— REQUIRED WORK —
Every line of the material below must be repeated exactly.

— DATASET CONTENT —
· · ·

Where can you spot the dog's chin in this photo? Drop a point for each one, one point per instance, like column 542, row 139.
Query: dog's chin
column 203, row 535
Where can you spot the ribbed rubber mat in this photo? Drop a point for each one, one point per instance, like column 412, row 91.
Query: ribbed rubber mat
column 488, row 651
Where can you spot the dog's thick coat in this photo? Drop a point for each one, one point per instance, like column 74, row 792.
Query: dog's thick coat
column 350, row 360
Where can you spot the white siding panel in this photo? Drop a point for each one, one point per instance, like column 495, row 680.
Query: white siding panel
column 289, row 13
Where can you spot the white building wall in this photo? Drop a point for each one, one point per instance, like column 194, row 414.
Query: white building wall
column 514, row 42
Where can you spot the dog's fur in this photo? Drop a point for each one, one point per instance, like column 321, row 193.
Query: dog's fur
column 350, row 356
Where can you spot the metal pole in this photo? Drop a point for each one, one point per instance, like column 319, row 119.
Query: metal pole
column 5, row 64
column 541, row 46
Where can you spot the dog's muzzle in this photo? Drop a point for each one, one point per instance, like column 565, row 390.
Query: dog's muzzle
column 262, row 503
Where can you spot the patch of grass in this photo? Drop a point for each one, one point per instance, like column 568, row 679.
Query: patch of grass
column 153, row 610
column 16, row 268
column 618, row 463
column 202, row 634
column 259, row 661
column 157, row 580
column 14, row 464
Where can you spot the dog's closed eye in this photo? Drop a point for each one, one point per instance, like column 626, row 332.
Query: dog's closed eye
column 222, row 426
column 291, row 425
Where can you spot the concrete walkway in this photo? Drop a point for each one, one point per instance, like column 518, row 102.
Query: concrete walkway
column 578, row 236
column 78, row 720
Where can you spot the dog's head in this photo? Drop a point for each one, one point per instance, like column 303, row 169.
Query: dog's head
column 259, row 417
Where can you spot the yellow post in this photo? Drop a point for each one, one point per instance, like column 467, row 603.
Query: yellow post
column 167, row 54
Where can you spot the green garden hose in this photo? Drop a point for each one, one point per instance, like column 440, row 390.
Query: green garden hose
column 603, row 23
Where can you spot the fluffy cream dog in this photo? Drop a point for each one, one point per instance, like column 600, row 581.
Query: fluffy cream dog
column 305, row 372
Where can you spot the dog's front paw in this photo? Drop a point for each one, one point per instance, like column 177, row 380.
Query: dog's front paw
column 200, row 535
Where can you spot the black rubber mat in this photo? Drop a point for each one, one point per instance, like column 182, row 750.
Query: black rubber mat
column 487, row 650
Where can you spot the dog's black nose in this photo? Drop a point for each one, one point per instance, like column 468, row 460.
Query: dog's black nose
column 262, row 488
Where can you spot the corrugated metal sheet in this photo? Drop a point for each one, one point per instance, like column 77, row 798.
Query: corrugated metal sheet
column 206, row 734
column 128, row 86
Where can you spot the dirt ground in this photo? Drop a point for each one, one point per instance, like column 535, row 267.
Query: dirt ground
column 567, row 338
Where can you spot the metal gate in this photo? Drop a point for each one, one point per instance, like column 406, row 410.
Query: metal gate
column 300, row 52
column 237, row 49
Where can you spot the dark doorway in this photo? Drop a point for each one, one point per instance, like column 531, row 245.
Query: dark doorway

· · ·

— RESPONSE AREA —
Where can you spot the dog's chin in this photo? Drop a point for each one, one point per instance, like column 542, row 139.
Query: dog's chin
column 203, row 535
Where can you spot the ribbed rubber mat in this photo? Drop a point for each one, one point per instance, like column 412, row 91.
Query: ribbed rubber mat
column 488, row 651
Where can you spot the dog's thick coat in this photo? Drop a point for each one, one point per instance, like column 74, row 792.
Query: dog's thick coat
column 350, row 360
Where can you spot the white siding panel in this photo? Drop a point for each one, one point per instance, like column 495, row 680.
Query: white siding panel
column 289, row 13
Where can you spot the white building wall in this photo? Drop a point for each one, one point per instance, like column 194, row 414.
Query: white building wall
column 514, row 42
Where can you spot the dog's fur in this photo? Drop a point for each one, one point per instance, like column 321, row 193.
Query: dog's fur
column 350, row 356
Where can you spot the metal pole in this photo? Drop a point for each one, one point per instance, like column 319, row 119.
Query: metal pole
column 5, row 64
column 541, row 46
Where can you spot the dog's muzzle in this photo? Drop a point for each one, one point per instance, like column 565, row 390.
Query: dog's muzzle
column 262, row 503
Where can you spot the patch of grass in this photo? Drop a point for each one, one point per instance, like column 568, row 679.
Query: patch of grass
column 153, row 610
column 16, row 268
column 618, row 463
column 202, row 634
column 259, row 661
column 157, row 580
column 14, row 464
Where can you spot the dog's closed eye in this photo? Drop a point for each one, one point per instance, like column 626, row 332.
Query: dog's closed eye
column 222, row 426
column 291, row 425
Where can you spot the concrete walkway in this photo? Drop a point for each one, one point per instance, like column 518, row 102.
Query: concrete walkway
column 578, row 236
column 78, row 720
Where can you spot the dog's head in this photo? Drop a point for each one, one point per instance, like column 303, row 169.
Query: dog's head
column 259, row 417
Where can you spot the yellow post in this photo? Drop a point for each one, one point per instance, like column 467, row 603.
Query: yellow post
column 167, row 54
Where can you spot the green garden hose in this photo? Drop a point for each one, one point per instance, like column 440, row 390.
Query: green garden hose
column 603, row 23
Where can you spot the fluffy cream dog in this photo? Drop a point for each one, one point per instance, like column 600, row 581.
Query: fluffy cream dog
column 305, row 372
Where can you spot the dog's front paw in this photo? Drop a point for each one, one point per instance, like column 177, row 380.
Query: dog's front paw
column 200, row 535
Where can you spot the black rubber mat in this photo? Drop a point for each one, one point per instance, like column 182, row 750.
Query: black rubber mat
column 487, row 650
Where can you spot the dog's black nose in this photo? Drop a point for each one, one point per instance, like column 468, row 460.
Query: dog's black nose
column 262, row 488
Where can you spot the corrugated metal sheet in this photo? Drop a point for each one, one point per instance, like column 77, row 798.
Query: corrugated metal sheet
column 206, row 734
column 128, row 86
Where can you spot the dirt ground in this photo? Drop a point for each one, one point per instance, like column 535, row 267.
Query: dirt ground
column 567, row 338
Where can you spot the metal gate in this photo? Drop a point for each one, one point per instance, like column 406, row 410.
Query: metal gate
column 300, row 52
column 237, row 49
Where can you spot the dark doorway in this photo? Drop a point for each one, one point per instance, like column 531, row 245.
Query: dark doorway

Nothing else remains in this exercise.